-------- INFORMATION GIVEN --------

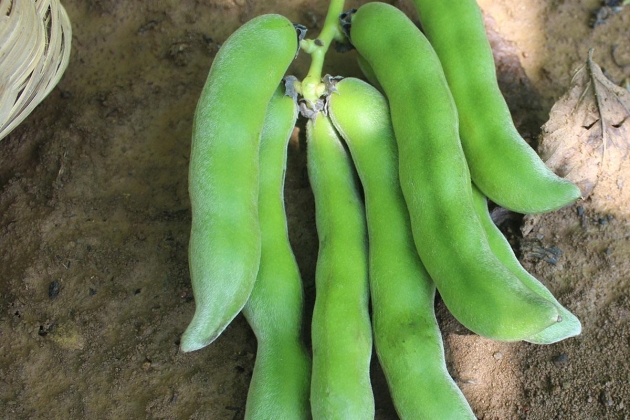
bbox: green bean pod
[357,54,383,92]
[243,85,311,420]
[306,114,374,420]
[350,3,558,341]
[473,184,582,344]
[180,15,298,352]
[328,78,476,420]
[413,0,581,213]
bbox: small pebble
[551,353,569,366]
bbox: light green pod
[350,3,558,341]
[473,184,582,344]
[306,114,374,420]
[328,78,476,420]
[243,85,311,420]
[357,54,383,92]
[180,15,298,352]
[413,0,580,213]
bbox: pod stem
[300,0,345,103]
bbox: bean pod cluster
[181,0,581,420]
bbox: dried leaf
[539,50,630,218]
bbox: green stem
[300,0,345,102]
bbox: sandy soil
[0,0,630,420]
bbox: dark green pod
[180,15,298,352]
[243,85,311,420]
[350,3,558,341]
[328,78,476,420]
[306,114,374,420]
[413,0,580,213]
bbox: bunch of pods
[181,0,581,420]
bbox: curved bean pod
[243,85,311,420]
[473,184,582,344]
[413,0,581,213]
[350,3,558,341]
[329,78,476,420]
[306,114,374,420]
[180,15,298,352]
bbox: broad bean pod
[413,0,581,213]
[306,114,374,420]
[350,3,558,341]
[180,15,298,352]
[328,78,476,420]
[243,85,311,420]
[473,184,582,344]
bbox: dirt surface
[0,0,630,420]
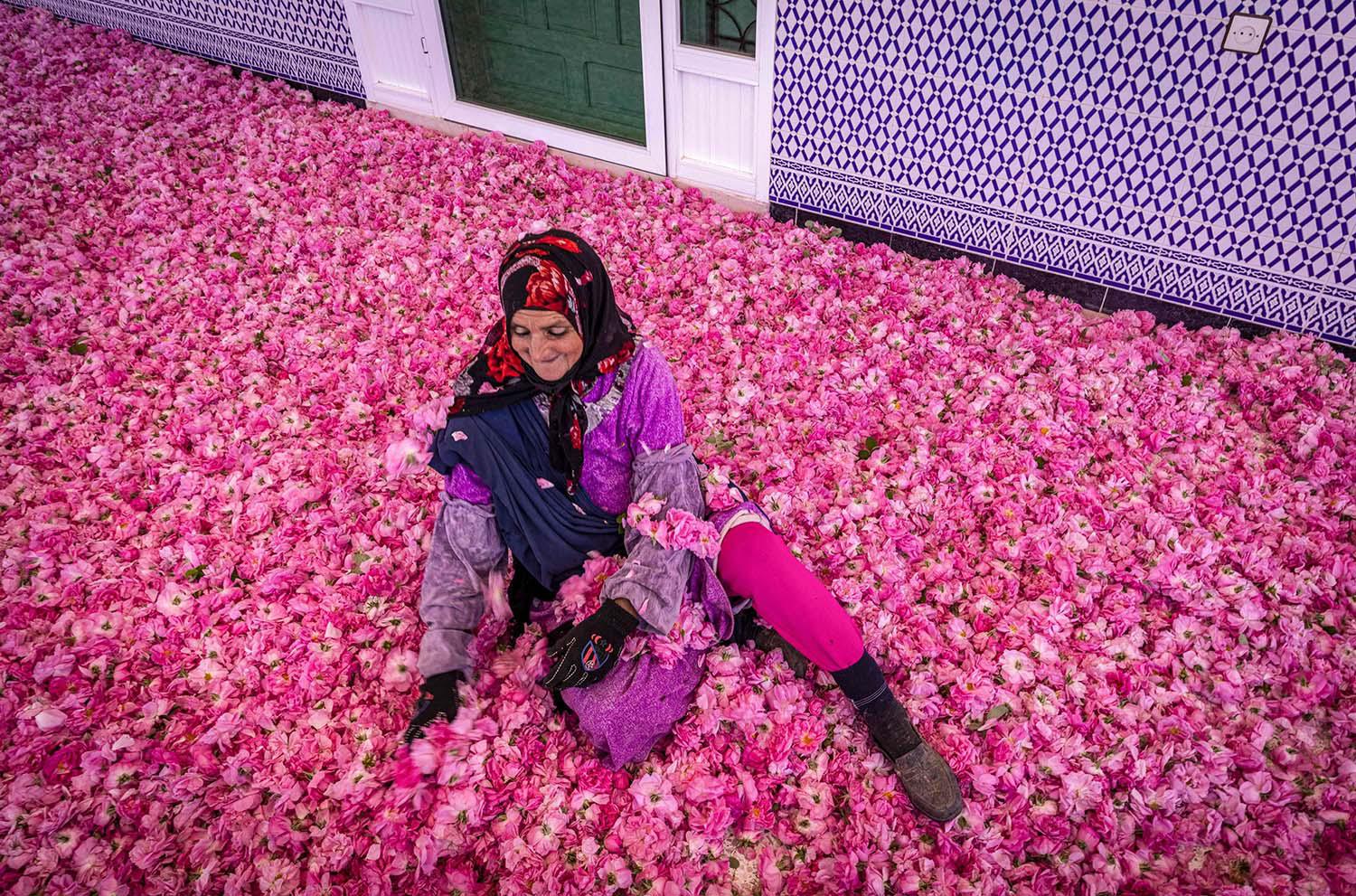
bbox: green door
[439,0,645,145]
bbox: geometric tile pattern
[8,0,363,96]
[769,0,1356,344]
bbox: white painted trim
[664,0,777,202]
[344,0,437,112]
[753,0,777,202]
[673,38,758,87]
[673,158,757,196]
[414,0,669,174]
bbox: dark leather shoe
[895,743,965,822]
[406,697,457,744]
[406,673,463,744]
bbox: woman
[407,231,963,822]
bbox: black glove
[406,671,463,744]
[537,600,640,689]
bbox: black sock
[830,651,922,759]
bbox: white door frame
[414,0,667,174]
[664,0,777,201]
[344,0,777,201]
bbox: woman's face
[509,307,585,382]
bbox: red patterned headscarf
[449,231,636,491]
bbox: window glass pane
[681,0,758,55]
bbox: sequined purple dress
[419,345,767,768]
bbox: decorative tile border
[5,0,365,98]
[769,158,1356,345]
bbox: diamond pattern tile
[11,0,363,96]
[770,0,1356,342]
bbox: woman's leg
[716,523,864,673]
[716,523,962,820]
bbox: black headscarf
[447,231,636,485]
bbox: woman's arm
[602,348,705,635]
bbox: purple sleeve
[618,345,683,456]
[447,464,490,505]
[602,350,705,635]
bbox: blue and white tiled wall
[8,0,363,98]
[770,0,1356,345]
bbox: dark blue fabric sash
[428,400,626,589]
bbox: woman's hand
[539,600,640,690]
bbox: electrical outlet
[1222,12,1271,55]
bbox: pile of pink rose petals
[0,6,1356,896]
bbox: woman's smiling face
[509,307,585,382]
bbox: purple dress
[419,345,767,768]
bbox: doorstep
[368,103,769,214]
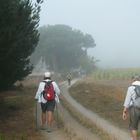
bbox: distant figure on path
[35,72,60,132]
[122,76,140,140]
[67,73,72,86]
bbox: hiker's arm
[122,107,128,120]
[35,82,45,100]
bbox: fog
[40,0,140,68]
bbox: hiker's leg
[41,112,46,125]
[131,130,138,140]
[47,111,53,128]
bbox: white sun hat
[44,72,51,78]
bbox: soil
[0,77,130,140]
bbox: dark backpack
[42,81,55,101]
[133,85,140,108]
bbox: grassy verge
[69,79,128,129]
[61,99,115,140]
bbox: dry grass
[69,79,128,129]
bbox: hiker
[67,73,72,86]
[35,72,60,132]
[122,76,140,140]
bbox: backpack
[42,81,55,101]
[133,85,140,108]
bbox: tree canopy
[32,24,95,72]
[0,0,40,90]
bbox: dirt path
[37,81,130,140]
[61,81,130,140]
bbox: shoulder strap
[133,85,140,98]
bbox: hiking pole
[35,102,38,130]
[56,103,59,128]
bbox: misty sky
[40,0,140,68]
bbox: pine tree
[0,0,40,90]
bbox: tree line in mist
[31,24,95,73]
[0,0,95,90]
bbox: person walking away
[67,73,72,86]
[122,76,140,140]
[35,72,60,132]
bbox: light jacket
[124,81,140,108]
[35,79,60,103]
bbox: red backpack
[43,81,55,101]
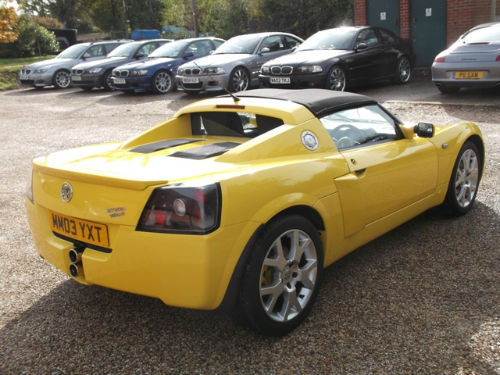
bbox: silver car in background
[432,22,500,93]
[19,40,129,89]
[177,32,303,94]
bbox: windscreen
[56,44,88,59]
[214,35,261,54]
[297,27,357,51]
[191,112,283,138]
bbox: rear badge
[301,131,318,151]
[61,182,73,203]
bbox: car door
[349,28,384,81]
[321,105,438,237]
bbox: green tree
[0,5,19,43]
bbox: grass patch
[0,56,54,91]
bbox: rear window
[191,112,283,138]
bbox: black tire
[102,70,116,91]
[227,66,250,92]
[325,65,347,91]
[437,85,460,94]
[52,69,71,89]
[152,70,174,94]
[238,215,323,336]
[395,56,411,85]
[443,141,483,216]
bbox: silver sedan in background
[432,22,500,93]
[177,32,303,94]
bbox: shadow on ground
[0,202,500,375]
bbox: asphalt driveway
[0,81,500,375]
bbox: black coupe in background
[259,26,415,91]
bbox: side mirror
[356,43,368,51]
[414,122,434,138]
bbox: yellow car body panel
[26,89,480,309]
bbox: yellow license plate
[49,211,109,247]
[455,72,483,79]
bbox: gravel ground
[0,89,500,375]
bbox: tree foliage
[0,5,19,43]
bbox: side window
[136,43,158,56]
[260,35,286,52]
[320,104,402,150]
[186,40,212,57]
[356,29,379,48]
[379,29,396,44]
[86,44,106,57]
[285,35,301,48]
[212,40,224,48]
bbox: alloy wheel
[259,229,318,322]
[455,148,479,208]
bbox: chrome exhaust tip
[69,263,83,277]
[68,248,83,263]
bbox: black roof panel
[229,89,376,117]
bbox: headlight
[297,65,323,73]
[203,67,226,74]
[130,69,148,76]
[89,68,102,74]
[137,184,221,234]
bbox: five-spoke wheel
[53,70,71,89]
[445,141,482,215]
[240,215,323,336]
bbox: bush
[12,22,59,57]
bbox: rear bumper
[25,198,258,310]
[431,62,500,88]
[112,76,153,92]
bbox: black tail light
[137,184,221,234]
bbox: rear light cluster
[137,184,221,234]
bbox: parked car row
[19,26,414,94]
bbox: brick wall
[446,0,498,45]
[354,0,494,45]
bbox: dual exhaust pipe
[68,247,85,277]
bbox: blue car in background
[112,38,225,94]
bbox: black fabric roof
[229,89,376,117]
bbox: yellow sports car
[26,89,484,335]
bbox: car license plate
[271,77,290,85]
[49,211,109,247]
[182,77,200,83]
[455,72,483,79]
[113,77,125,85]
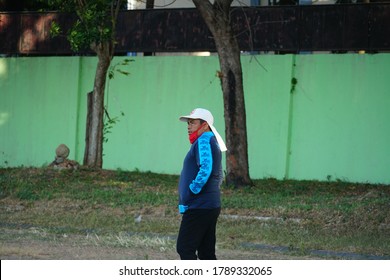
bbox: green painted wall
[0,54,390,184]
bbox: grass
[0,168,390,257]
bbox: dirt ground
[0,227,318,260]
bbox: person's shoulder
[199,131,214,140]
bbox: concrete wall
[0,54,390,184]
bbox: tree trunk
[84,43,112,168]
[193,0,252,187]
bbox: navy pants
[176,208,221,260]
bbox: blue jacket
[179,131,223,213]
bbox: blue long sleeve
[190,133,213,194]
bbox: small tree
[47,0,124,168]
[193,0,252,187]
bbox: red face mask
[188,125,203,144]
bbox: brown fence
[0,3,390,55]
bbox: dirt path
[0,227,318,260]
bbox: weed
[0,168,390,258]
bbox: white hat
[179,108,227,152]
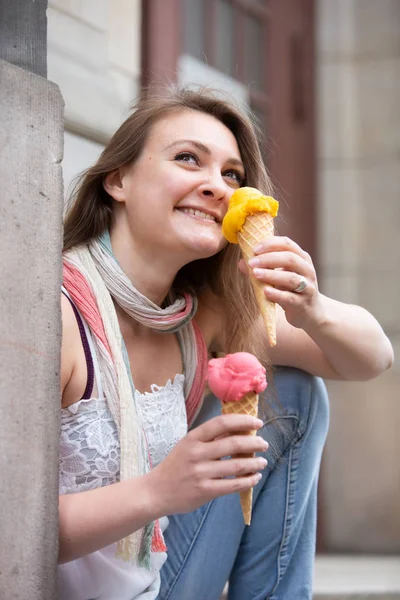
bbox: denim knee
[273,367,329,439]
[259,367,329,462]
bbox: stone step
[314,555,400,600]
[221,555,400,600]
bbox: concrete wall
[47,0,141,193]
[317,0,400,552]
[0,61,63,600]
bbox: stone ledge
[220,555,400,600]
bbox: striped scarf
[63,232,207,568]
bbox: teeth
[182,208,215,221]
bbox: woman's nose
[200,176,227,200]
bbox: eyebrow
[165,139,245,171]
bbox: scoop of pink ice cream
[207,352,267,402]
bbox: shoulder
[61,294,86,405]
[195,289,226,352]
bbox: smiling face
[105,109,245,268]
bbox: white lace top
[58,310,187,600]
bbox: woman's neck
[110,231,177,306]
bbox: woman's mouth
[176,208,219,223]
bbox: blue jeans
[158,368,329,600]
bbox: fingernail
[249,256,260,267]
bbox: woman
[59,90,392,600]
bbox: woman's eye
[224,169,245,185]
[175,152,199,165]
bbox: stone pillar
[317,0,400,553]
[0,0,63,600]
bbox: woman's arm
[268,296,393,381]
[241,236,393,380]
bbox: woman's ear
[103,169,125,202]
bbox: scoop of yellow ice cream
[222,187,279,244]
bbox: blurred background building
[47,0,400,553]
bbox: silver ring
[293,277,307,294]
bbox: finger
[206,455,268,479]
[253,269,311,293]
[208,473,262,498]
[253,235,312,262]
[264,285,316,304]
[202,435,268,460]
[238,258,249,275]
[248,251,314,277]
[188,415,263,442]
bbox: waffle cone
[238,212,276,347]
[222,392,258,525]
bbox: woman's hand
[240,236,322,329]
[147,415,268,515]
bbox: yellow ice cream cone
[222,187,279,346]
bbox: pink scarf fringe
[63,261,208,552]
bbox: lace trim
[59,374,187,494]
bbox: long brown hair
[64,88,272,358]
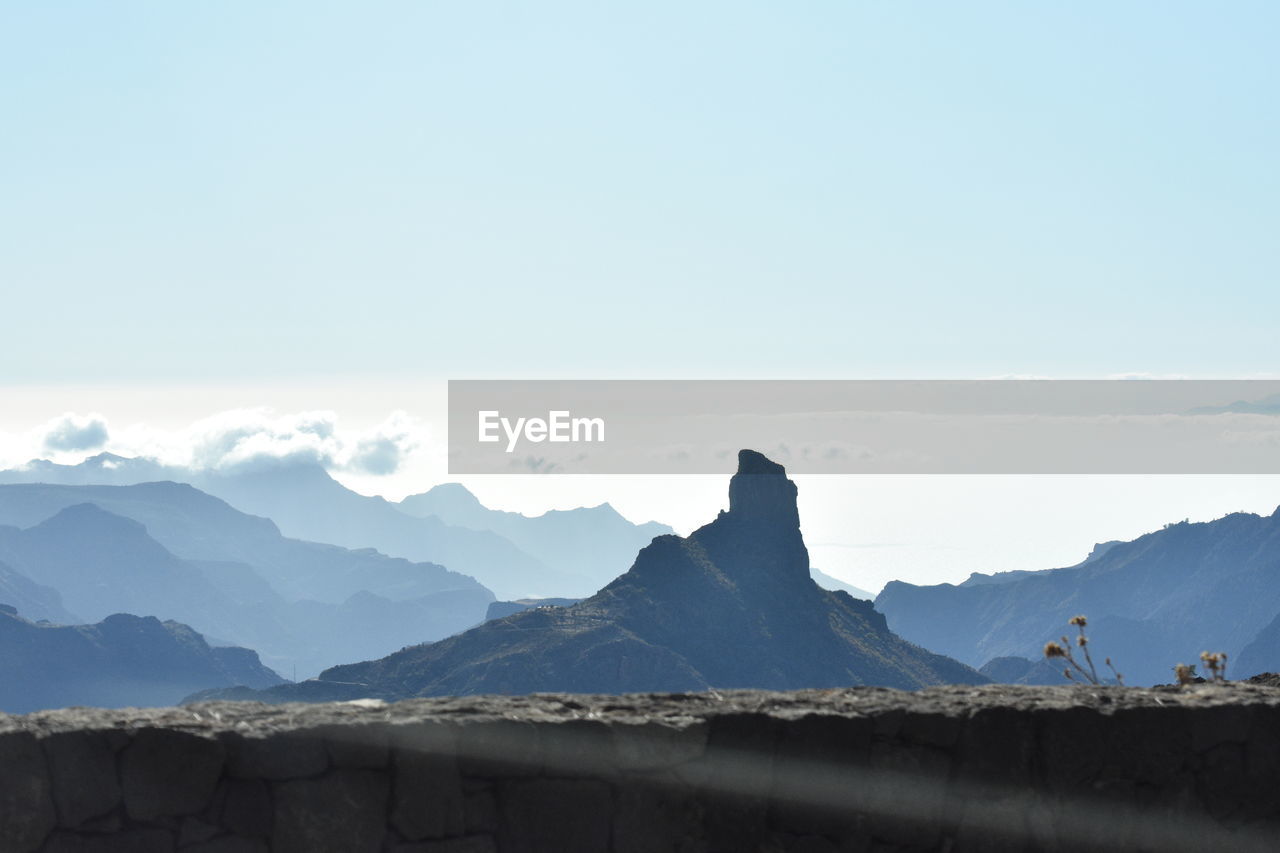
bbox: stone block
[392,751,466,841]
[221,730,329,780]
[497,779,613,853]
[271,770,390,853]
[44,730,120,829]
[120,729,224,821]
[0,731,58,853]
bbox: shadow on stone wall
[0,685,1280,853]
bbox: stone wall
[0,685,1280,853]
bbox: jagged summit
[252,451,987,699]
[728,450,800,530]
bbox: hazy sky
[0,0,1280,585]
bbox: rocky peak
[728,450,800,530]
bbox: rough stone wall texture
[0,685,1280,853]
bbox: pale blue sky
[0,0,1280,379]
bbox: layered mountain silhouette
[397,483,672,596]
[876,510,1280,684]
[0,606,283,713]
[199,451,987,701]
[0,453,671,599]
[0,483,494,676]
[809,569,876,601]
[0,555,81,624]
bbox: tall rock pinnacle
[728,450,800,530]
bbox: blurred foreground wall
[0,685,1280,853]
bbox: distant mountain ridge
[876,510,1280,684]
[397,483,673,596]
[0,453,669,599]
[0,483,494,676]
[205,451,988,701]
[0,607,283,713]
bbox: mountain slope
[0,453,581,598]
[0,483,493,676]
[0,555,81,625]
[397,483,672,596]
[0,608,283,713]
[876,511,1280,684]
[282,451,987,697]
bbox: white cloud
[24,407,428,479]
[42,411,110,453]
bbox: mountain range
[876,510,1280,685]
[0,605,283,713]
[0,453,671,599]
[0,483,494,676]
[204,451,988,701]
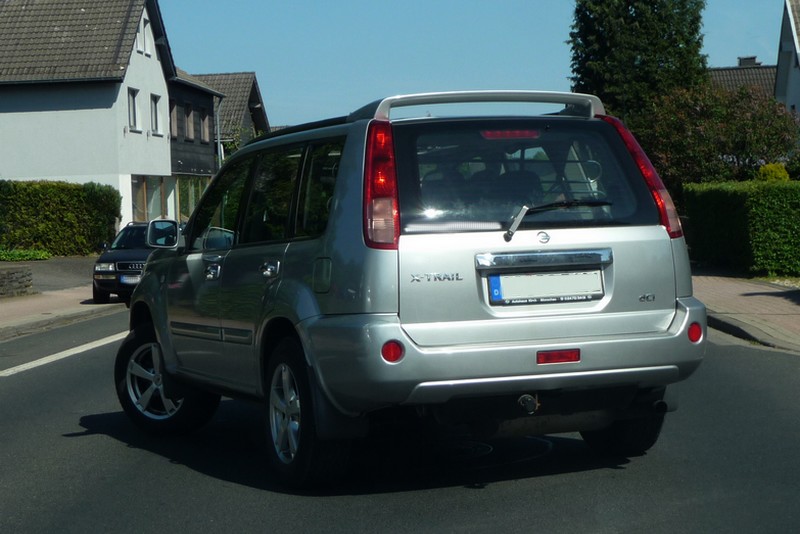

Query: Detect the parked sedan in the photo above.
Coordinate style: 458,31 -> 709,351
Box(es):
92,223 -> 153,304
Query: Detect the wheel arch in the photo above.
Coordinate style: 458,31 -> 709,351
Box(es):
259,317 -> 368,440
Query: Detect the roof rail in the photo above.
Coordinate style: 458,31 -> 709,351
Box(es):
347,91 -> 605,122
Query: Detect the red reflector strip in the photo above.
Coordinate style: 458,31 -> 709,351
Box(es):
536,349 -> 581,365
481,130 -> 541,141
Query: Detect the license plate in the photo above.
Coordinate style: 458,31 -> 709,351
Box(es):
489,271 -> 604,306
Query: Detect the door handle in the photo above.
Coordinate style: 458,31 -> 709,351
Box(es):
261,260 -> 281,278
205,263 -> 222,280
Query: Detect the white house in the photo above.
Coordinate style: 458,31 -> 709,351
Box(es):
0,0 -> 180,224
775,0 -> 800,111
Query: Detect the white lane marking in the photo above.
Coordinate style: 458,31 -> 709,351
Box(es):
0,332 -> 128,378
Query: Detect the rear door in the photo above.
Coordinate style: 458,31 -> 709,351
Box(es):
395,117 -> 675,345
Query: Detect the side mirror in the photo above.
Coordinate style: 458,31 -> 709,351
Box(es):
147,219 -> 179,248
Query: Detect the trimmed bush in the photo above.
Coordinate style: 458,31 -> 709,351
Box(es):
0,181 -> 122,256
684,181 -> 800,276
756,163 -> 789,182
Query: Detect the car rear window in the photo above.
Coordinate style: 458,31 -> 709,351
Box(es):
394,117 -> 659,233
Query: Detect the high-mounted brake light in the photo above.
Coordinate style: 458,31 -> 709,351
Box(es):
598,115 -> 683,238
364,121 -> 400,249
481,130 -> 541,141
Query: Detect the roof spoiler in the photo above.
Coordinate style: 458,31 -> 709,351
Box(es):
347,91 -> 605,122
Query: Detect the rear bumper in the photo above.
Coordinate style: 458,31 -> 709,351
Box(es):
300,298 -> 706,415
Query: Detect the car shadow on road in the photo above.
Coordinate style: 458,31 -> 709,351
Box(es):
66,400 -> 629,496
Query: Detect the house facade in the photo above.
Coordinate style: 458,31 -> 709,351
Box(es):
0,0 -> 222,225
775,0 -> 800,112
169,69 -> 224,222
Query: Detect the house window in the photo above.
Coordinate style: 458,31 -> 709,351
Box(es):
142,19 -> 151,56
136,20 -> 144,54
169,100 -> 178,139
200,108 -> 211,143
128,87 -> 141,132
184,103 -> 194,141
150,95 -> 161,135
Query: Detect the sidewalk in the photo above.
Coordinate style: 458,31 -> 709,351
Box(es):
692,275 -> 800,353
0,266 -> 800,353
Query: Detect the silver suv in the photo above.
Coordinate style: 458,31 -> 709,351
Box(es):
114,91 -> 706,486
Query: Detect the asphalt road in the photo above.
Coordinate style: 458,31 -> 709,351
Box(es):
25,256 -> 98,293
0,313 -> 800,533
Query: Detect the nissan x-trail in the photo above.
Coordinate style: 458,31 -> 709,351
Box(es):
114,91 -> 706,485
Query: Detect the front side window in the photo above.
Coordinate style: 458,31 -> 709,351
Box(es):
189,158 -> 253,250
242,147 -> 303,243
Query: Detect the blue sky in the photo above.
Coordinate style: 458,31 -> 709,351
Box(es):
159,0 -> 784,125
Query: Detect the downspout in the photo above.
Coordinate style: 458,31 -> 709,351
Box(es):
214,97 -> 225,170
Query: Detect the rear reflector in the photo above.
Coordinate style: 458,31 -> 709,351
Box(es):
536,349 -> 581,365
381,340 -> 406,363
687,323 -> 703,343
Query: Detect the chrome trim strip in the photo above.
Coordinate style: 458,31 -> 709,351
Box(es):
475,248 -> 614,271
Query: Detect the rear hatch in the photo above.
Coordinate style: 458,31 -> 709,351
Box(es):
393,116 -> 676,346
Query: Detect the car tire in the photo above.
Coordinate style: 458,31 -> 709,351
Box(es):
581,414 -> 664,456
92,286 -> 111,304
266,338 -> 349,488
114,324 -> 220,435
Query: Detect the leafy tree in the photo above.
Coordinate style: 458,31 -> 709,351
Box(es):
629,83 -> 800,197
568,0 -> 707,119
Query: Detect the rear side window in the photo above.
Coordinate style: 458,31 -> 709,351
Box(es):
295,139 -> 344,237
394,117 -> 659,233
241,146 -> 303,243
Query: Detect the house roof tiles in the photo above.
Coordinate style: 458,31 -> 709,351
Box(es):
192,72 -> 269,139
0,0 -> 147,83
709,65 -> 778,96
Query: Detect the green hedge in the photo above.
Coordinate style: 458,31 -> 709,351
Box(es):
0,180 -> 122,256
683,181 -> 800,276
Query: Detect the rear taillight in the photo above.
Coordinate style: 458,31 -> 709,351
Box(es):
364,121 -> 400,249
599,115 -> 683,238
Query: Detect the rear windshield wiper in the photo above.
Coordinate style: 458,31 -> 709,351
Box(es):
503,199 -> 611,241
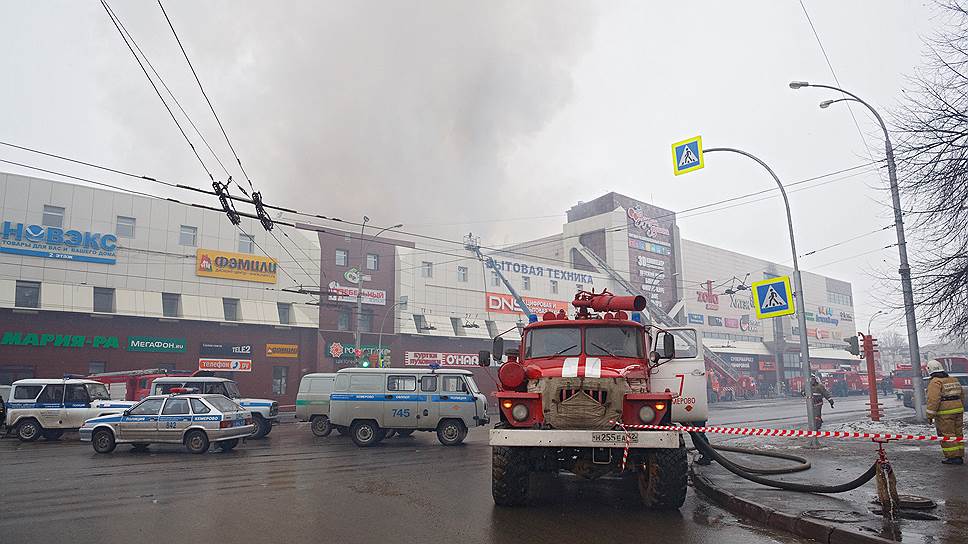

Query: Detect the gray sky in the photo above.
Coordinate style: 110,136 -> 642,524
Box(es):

--------

STATED TASK:
Arrange the lines of the material above as a numbered list, starting with the line that contains "bbox: grass patch" and continuing through the line that contains "[221,555,400,600]". Omit blank lines, and leave the pictures out of the answer.

WRITTEN SOLUTION:
1. bbox: grass patch
2. [0,56,54,91]
3. bbox: rear window
4. [191,112,283,138]
5. bbox: black tire
6. [102,70,116,91]
7. [227,66,250,92]
8. [325,65,347,91]
9. [437,85,460,94]
10. [52,69,71,89]
11. [152,70,174,94]
12. [238,215,323,336]
13. [395,56,411,85]
14. [443,141,483,216]
15. bbox: silver sedan in background
16. [432,22,500,93]
17. [177,32,303,94]
18. bbox: shadow on ground
19. [0,202,500,375]
20. bbox: asphalt driveway
21. [0,81,500,375]
22. bbox: black coupe in background
23. [259,26,415,91]
24. bbox: side mirror
25. [356,43,368,51]
26. [414,122,434,138]
27. bbox: yellow car body panel
28. [26,89,480,309]
29. bbox: yellow license plate
30. [49,211,109,247]
31. [455,72,483,79]
32. bbox: gravel ground
33. [0,89,500,375]
34. bbox: tree foliage
35. [0,5,19,43]
36. bbox: side window
37. [136,43,158,56]
38. [260,35,286,52]
39. [320,104,402,150]
40. [186,40,212,57]
41. [356,29,379,48]
42. [379,29,396,44]
43. [86,44,106,57]
44. [285,35,301,48]
45. [212,40,224,48]
46. bbox: alloy wheel
47. [259,229,318,322]
48. [455,148,479,208]
49. bbox: chrome exhaust tip
50. [69,263,83,277]
51. [68,248,83,263]
52. bbox: black roof panel
53. [229,89,376,117]
54. bbox: headlight
55. [297,65,323,73]
56. [203,67,226,74]
57. [130,69,148,76]
58. [89,68,102,74]
59. [137,184,221,234]
60. bbox: five-spoke wheel
61. [53,70,71,89]
62. [445,141,482,215]
63. [240,215,323,336]
64. bbox: bush
65. [12,22,59,57]
66. bbox: rear bumper
67. [25,198,258,310]
68. [431,62,500,88]
69. [112,76,153,92]
70. bbox: black tail light
71. [137,184,221,234]
72. bbox: rear light cluster
73. [137,184,221,234]
74. bbox: parked car row
75. [19,26,414,94]
76. bbox: brick wall
77. [446,0,498,45]
78. [354,0,494,45]
79. bbox: dual exhaust pipe
80. [68,247,85,277]
81. bbox: blue car in background
82. [112,38,225,94]
83. bbox: black fabric roof
84. [229,89,376,117]
85. bbox: yellow sports car
86. [26,89,484,335]
87. bbox: car license plate
88. [271,77,290,85]
89. [49,211,109,247]
90. [182,77,200,83]
91. [455,72,483,79]
92. [113,77,125,85]
93. bbox: green painted wall
94. [0,54,390,184]
95. bbox: grass
96. [0,168,390,257]
97. bbox: dirt ground
98. [0,227,318,260]
99. bbox: person's shoulder
100. [199,131,214,140]
101. bbox: concrete wall
102. [0,54,390,184]
103. bbox: tree trunk
104. [84,43,112,168]
105. [193,0,252,187]
106. bbox: navy pants
107. [176,208,221,260]
108. bbox: blue jacket
109. [179,131,223,213]
110. bbox: blue long sleeve
111. [190,133,213,194]
112. bbox: small tree
113. [47,0,124,168]
114. [193,0,252,187]
115. bbox: red face mask
116. [188,125,203,144]
117. bbox: brown fence
118. [0,3,390,55]
119. bbox: dirt path
120. [0,227,318,260]
121. bbox: weed
122. [0,168,390,258]
123. bbox: white hat
124. [179,108,227,152]
125. bbox: denim knee
126. [273,367,329,439]
127. [259,367,329,462]
128. bbox: stone step
129. [314,555,400,600]
130. [221,555,400,600]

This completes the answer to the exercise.